*REQUIREMENT A*
In the essay about Hades below, list the sights the writer names as part of Zagreus's home when he first emerges from the pool of blood.
*REQUIREMENT B*
According to the essay about Hades below, on which day of the year does Father's Day fall?

*GIVEN PASSAGE*
((

In the beginning, there was Chaos. From Chaos sprang Gaia, who created Uranus as her equal. The Earth and the Heavens then birthed the Titans, but Uranus feared his children, and he hid them away. Refusing to accept that fate, Kronos rose up to slay his father and become King of the Gods. Kronos then sired the original six Olympians, but he feared his children and thus swallowed them whole. So, young Zeus now rose to slay his father and become King of the… wait a second. Am I sensing a pattern?
Yep. It’s patricide. Happy Father’s Day, everyone! The men of this Pantheon aren’t exactly role models, and there certainly aren’t any fatherly role models here to look up to today. Now, would I go so far as to say they’re all trash? Well, yeah. Half of them ate their kids, people! So, what are we doing here on this most honored third Sunday in June? This Father’s Day, I’d like to talk about the one exception amongst the men of this pantheon – a short king without flaw and a man whose brain is empty but heart is full: Zagreus. Hades is his story, but it managed to teach me something about myself. Perhaps it will do the same for you?
Zagreus and his father Hades are more than father and son. They are mirrors, and in that reflection I can see the progression of my relationship with my own father, as well as where that relationship might go next. In that realization, I have found a little bit of hope on a day so often marred by tension, and I want to share that feeling with you all today.
So, join Zagreus and I on the journey from hate to love to something else entirely. Let’s find some Chthonic catharsis.
Enter Hades. We are Zagreus, and with Stygian Blade in hand we lay siege to the denizens of Tartarus, ruins and ash in our wake. We are unstoppable! WE ARE — oh, we’re dead. Into the River Styx we go, I suppose
Luckily, this death is our gateway into the broader world of Hades. As Zagreus emerges from the pool of blood, we get our first glimpse of his home, and it’s strangely soothing: Corinthian columns, blood-red olive leaves, and one big old three-headed good boy. Then Hades pipes up. “Stupid boy. I told you nobody gets out of here, whether alive or dead.” This is the moment where we understand. Zagreus is escaping the Underworld for nothing more than the delicious satisfaction of proving Hades wrong. He’ll crush the furies, dismantle the Hydra, and decimate heroes of yore all for that sweet taste of “I told you so.” He’s angry, and all that matters is defeating dad. I get that, Zag. I really do.

))

*Dataset entries*
((

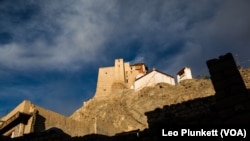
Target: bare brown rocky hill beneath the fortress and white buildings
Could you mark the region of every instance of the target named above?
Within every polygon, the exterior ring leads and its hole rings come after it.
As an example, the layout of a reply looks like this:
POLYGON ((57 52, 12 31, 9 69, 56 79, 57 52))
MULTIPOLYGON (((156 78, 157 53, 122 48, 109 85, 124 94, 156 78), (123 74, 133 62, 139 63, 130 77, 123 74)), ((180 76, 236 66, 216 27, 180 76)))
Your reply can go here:
MULTIPOLYGON (((246 87, 250 88, 250 68, 239 69, 246 87)), ((113 84, 108 97, 94 97, 76 110, 71 119, 83 121, 85 134, 115 135, 148 128, 145 113, 165 105, 172 105, 215 94, 208 78, 183 80, 175 86, 165 83, 145 87, 140 91, 126 89, 121 83, 113 84)))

))

*EXERCISE RESULT A*
- Corinthian columns
- Blood-red olive leaves
- A three-headed dog ("one big old three-headed good boy")

*EXERCISE RESULT B*
The third Sunday in June.